PROMPT: Search the data for the string "sink" and copy each line in which it appears.

· · · · · · ·

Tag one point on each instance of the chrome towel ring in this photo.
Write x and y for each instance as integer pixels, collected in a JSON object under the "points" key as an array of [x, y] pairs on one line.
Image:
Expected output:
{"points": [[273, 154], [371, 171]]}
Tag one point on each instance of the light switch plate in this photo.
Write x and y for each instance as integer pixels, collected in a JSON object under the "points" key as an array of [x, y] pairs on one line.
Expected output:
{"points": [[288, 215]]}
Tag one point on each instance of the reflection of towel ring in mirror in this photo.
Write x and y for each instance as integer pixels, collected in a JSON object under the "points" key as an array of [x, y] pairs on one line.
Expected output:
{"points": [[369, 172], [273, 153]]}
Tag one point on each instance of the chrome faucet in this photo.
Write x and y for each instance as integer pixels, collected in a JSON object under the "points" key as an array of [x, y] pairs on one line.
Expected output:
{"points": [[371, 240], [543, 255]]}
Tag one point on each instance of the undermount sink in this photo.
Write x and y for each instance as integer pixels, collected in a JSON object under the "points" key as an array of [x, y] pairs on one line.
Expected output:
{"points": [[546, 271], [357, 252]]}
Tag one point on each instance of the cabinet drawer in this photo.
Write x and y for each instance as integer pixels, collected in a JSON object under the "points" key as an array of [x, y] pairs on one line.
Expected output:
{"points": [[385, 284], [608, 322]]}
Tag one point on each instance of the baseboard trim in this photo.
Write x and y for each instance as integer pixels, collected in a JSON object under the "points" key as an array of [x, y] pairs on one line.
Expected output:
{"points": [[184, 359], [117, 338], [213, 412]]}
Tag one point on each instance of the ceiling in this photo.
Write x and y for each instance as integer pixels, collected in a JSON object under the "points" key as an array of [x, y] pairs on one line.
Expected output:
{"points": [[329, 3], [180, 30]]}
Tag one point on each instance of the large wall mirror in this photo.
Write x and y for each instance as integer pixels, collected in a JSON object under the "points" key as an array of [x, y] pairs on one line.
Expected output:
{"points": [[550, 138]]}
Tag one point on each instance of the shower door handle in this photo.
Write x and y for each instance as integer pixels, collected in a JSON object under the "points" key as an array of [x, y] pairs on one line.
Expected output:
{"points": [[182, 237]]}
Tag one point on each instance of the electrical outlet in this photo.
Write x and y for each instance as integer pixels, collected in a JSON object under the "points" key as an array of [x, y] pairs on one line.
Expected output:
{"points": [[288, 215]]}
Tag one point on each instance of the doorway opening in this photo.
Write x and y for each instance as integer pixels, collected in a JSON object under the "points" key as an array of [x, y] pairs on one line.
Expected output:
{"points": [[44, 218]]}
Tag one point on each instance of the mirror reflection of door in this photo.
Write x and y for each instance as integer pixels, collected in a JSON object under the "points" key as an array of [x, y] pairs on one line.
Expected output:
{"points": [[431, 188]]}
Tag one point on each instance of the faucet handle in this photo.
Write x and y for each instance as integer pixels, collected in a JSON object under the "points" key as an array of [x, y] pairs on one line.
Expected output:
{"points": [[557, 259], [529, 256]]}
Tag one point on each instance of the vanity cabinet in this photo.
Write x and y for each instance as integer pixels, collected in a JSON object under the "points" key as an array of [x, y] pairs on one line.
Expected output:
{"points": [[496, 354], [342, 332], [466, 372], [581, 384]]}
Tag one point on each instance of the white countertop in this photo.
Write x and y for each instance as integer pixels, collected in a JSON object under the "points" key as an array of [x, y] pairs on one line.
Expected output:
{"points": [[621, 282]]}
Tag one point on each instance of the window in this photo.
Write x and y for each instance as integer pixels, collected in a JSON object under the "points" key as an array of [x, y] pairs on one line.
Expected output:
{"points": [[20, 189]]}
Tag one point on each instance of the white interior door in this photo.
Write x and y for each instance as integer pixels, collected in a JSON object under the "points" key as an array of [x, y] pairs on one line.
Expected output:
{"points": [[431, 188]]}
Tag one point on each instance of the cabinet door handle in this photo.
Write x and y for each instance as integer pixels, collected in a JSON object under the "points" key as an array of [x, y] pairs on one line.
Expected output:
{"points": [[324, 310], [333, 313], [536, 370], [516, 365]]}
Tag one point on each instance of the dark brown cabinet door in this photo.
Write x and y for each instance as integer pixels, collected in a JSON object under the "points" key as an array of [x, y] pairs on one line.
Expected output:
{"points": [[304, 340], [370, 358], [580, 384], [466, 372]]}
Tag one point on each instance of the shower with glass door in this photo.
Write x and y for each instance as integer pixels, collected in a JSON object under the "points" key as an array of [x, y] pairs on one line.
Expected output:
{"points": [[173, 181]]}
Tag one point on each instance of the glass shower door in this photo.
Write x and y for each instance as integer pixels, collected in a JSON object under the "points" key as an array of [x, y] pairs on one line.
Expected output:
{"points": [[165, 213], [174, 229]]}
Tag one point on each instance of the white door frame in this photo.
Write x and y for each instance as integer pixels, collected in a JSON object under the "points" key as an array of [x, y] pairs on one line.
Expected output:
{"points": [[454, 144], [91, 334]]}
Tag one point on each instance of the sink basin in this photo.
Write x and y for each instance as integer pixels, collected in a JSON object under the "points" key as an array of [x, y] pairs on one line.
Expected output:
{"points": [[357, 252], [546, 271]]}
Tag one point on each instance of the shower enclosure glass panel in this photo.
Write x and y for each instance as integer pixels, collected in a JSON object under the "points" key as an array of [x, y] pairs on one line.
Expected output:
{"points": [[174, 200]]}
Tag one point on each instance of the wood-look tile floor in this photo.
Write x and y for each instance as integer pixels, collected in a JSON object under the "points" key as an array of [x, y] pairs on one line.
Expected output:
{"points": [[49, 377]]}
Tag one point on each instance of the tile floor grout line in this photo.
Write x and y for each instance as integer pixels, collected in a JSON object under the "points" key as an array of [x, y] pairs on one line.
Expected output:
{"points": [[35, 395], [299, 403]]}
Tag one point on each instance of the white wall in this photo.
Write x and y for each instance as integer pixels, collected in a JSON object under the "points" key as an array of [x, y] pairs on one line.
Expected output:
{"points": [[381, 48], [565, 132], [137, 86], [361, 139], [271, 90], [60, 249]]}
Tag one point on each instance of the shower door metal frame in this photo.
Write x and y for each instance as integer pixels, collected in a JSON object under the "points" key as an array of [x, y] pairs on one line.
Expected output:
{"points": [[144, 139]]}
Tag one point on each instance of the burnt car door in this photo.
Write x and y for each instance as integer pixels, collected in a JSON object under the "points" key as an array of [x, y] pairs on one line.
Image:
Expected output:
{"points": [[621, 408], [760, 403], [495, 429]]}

· · · · · · ·

RESULT FOR THIS EXERCISE:
Tag one point on each instance of the undermount sink in this photo.
Tag one point on each instance of the sink basin in this photo.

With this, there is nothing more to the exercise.